Il permesso di costruire in sanatoria è illegittimo se successivo all’acquisizione al patrimonio comunale
La Corte di Cassazione ha recentemente chiarito che, una volta decorso il termine per la demolizione del bene, il precedente proprietario perde ogni titolo e legittimazione ad avanzare richieste di sanatoria. Ogni decisione sul mantenimento o sulla demolizione dell’opera abusiva spetta unicamente al Comune, il quale, mediante deliberazione consiliare, può valutare l’esistenza o l'assenza di prevalenti interessi pubblici, nonché l’assenza di contrasti con esigenze urbanistiche, ambientali o di tutela del territorio.
Permesso di costruire in sanatoria dopo l’acquisizione dell’immobile
Il permesso di costruire in sanatoria consente di regolarizzare opere edilizie realizzate senza titolo abilitativo. Lo scopo è quello di riportare alla legalità quegli interventi eseguiti in assenza o in difformità dal permesso di costruire. Ciò naturalmente deve avvenire nel rispetto della norma, tra cui la cosiddetta doppia conformità (anche imperfetta, come introdotta dal decreto Salva Casa).

▸ Record forniti:
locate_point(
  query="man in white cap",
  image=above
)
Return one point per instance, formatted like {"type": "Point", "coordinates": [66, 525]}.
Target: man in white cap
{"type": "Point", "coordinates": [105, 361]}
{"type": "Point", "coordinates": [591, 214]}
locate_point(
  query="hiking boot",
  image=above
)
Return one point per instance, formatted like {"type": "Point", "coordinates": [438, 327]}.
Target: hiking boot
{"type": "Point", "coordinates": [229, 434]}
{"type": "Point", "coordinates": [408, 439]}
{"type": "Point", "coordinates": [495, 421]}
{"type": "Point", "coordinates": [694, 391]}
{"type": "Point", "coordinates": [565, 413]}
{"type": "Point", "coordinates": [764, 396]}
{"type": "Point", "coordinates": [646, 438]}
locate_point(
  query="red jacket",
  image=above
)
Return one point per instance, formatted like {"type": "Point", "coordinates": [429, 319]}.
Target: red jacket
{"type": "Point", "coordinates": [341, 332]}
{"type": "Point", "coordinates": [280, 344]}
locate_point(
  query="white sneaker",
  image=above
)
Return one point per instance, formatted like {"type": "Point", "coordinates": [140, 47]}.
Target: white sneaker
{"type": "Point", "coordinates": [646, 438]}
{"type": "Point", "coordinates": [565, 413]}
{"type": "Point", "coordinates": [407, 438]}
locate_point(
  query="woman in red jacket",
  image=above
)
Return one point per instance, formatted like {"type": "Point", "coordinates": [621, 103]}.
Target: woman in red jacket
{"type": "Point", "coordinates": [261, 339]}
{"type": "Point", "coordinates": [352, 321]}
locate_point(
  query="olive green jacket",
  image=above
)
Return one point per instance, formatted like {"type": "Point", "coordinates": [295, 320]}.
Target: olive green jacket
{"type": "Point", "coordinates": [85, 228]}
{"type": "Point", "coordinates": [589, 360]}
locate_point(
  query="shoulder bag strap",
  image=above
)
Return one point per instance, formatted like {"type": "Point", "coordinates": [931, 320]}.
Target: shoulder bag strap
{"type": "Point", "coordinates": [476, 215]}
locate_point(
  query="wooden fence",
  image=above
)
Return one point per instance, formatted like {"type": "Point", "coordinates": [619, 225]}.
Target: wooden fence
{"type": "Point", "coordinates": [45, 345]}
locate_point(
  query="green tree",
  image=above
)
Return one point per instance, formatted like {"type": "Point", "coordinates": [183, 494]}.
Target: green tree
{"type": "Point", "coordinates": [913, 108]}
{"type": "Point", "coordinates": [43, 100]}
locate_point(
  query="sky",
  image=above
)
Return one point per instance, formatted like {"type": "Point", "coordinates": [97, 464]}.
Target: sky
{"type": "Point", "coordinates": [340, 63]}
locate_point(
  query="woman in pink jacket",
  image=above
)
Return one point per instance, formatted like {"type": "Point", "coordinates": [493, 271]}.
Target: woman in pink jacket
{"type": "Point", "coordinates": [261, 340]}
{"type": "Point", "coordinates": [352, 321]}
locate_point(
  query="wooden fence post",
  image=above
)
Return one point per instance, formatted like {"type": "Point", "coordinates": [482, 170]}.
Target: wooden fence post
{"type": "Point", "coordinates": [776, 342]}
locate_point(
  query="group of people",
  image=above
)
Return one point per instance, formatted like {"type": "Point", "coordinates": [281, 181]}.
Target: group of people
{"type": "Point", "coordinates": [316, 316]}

▸ Richiesta assegnata:
Prosegui il testo sul permesso di costruire in sanatoria, partendo subito dopo la sua ultima frase.

▸ Esito del compito:
Tuttavia, la questione diventa più articolata quando il rilascio del permesso in sanatoria viene richiesto dopo che l’immobile abusivo sia stato già acquisito al patrimonio comunale (in modo automatico) a seguito dell’inerzia del responsabile dell’abuso nel provvedere alla demolizione entro i termini previsti.
In particolare, secondo il comma 3 dell’art. 31 del DPR 380/01, se “il responsabile dell'abuso non provvede alla demolizione e al ripristino dello stato dei luoghi nel termine di novanta giorni dall'ingiunzione, il bene e l'area di sedime, nonché quella necessaria, secondo le vigenti prescrizioni urbanistiche, alla realizzazione di opere analoghe a quelle abusive sono acquisiti di diritto gratuitamente al patrimonio del comune. L'area acquisita non può comunque essere superiore a dieci volte la complessiva superficie utile abusivamente costruita. Il termine di cui al primo periodo può essere prorogato con atto motivato del comune fino a un massimo di duecentoquaranta giorni nei casi di serie e comprovate esigenze di salute dei soggetti residenti nell'immobile all'epoca di adozione dell'ingiunzione o di assoluto bisogno o di gravi situazioni di disagio socio-economico, che rendano inesigibile il rispetto di tale termine”.
Quindi se il responsabile dell’abuso non demolisce l’opera entro 90 giorni da quando riceve l’ingiunzione dal Comune, allora quest’ultimo diventa automaticamente proprietario non solo dell’edificio abusivo ma anche del terreno su cui l’abuso è stato realizzato (nonché dell'area limitrofa che servirebbe per rifare legalmente un edificio simile).
La norma prevede quindi che, decorso il termine per la demolizione, il bene abusivo non eliminato diventi automaticamente di proprietà pubblica.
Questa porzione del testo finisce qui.